CAGAR budaya dan teknologi digital nampak mutlak perbedaannya. Secara kasat mata memang berbeda, cagar budaya identik dengan masa lalu dan teknologi identik dengan kekinian serta kemajuan.
Kekinian, gelombang perkembangan teknologi digital tak bisa dibendung , arusnya membanjiri kehidupan era sekarang. Pada kehidupan milenial bahkan yang melahirkan generasi milenial turut akrab dengan banjir teknologi digital.
Ragam tindakan dan keputusan-keputusan keseharian lekat dengan pemanfaatan alat yang dihasilkan teknologi digital. Perkembangan jaman memang tak bisa dilawan, seperti banyak petuah bertebaran,
“Siapa yang tidak mengikuti jaman akan tertinggal.”
Di sisi lain, cagar budaya yang identik dengan masa lampau bergeliat. Pegiat bahkan pemerintah sedang asyik mengerek tinggi keberadaannya. Cagar budaya menjadi eksotika baru di era gelombang teknologi kekinian. Semacam ada pengupayaan mendekatkan 2 kutub yang berjauhan.
Bagi milenial, cagar budaya adalah masa lampau. Hidup membersamai teknologi digital dengan ragam alat yang tersedia adalah lifestyle milenial.
Suatu hari, seloroh bocah milenial, “Meja café tidak relevan lagi untuk pertunjukan pembacaan puisi melainkan ruang ngobrol konten.”

★ ★ ★ ★ ★ ★ ★

Kegiatan: Ringkaslah kutipan bacaan tentang cagar budaya dan teknologi digital menjadi dua kalimat.

★ ★ ★ ★ ★ ★ ★

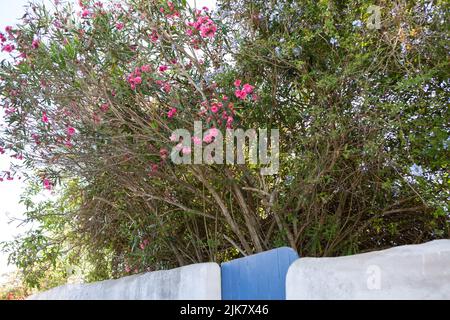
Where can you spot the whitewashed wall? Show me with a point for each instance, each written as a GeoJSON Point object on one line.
{"type": "Point", "coordinates": [405, 272]}
{"type": "Point", "coordinates": [193, 282]}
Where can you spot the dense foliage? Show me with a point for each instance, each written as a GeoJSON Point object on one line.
{"type": "Point", "coordinates": [93, 92]}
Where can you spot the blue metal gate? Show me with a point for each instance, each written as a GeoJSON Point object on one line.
{"type": "Point", "coordinates": [260, 276]}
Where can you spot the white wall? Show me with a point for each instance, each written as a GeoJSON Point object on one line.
{"type": "Point", "coordinates": [405, 272]}
{"type": "Point", "coordinates": [193, 282]}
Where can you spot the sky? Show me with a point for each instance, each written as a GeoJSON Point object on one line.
{"type": "Point", "coordinates": [10, 191]}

★ ★ ★ ★ ★ ★ ★

Hasil Latihan: Cagar budaya identik dengan masa lalu, sedangkan teknologi digital identik dengan kekinian dan kemajuan, dan arusnya yang tak terbendung akrab dengan kehidupan generasi milenial. Di sisi lain, pegiat dan bahkan pemerintah sedang mengangkat keberadaan cagar budaya sehingga menjadi eksotika baru di era gelombang teknologi kekinian, seolah ada upaya mendekatkan dua kutub yang berjauhan.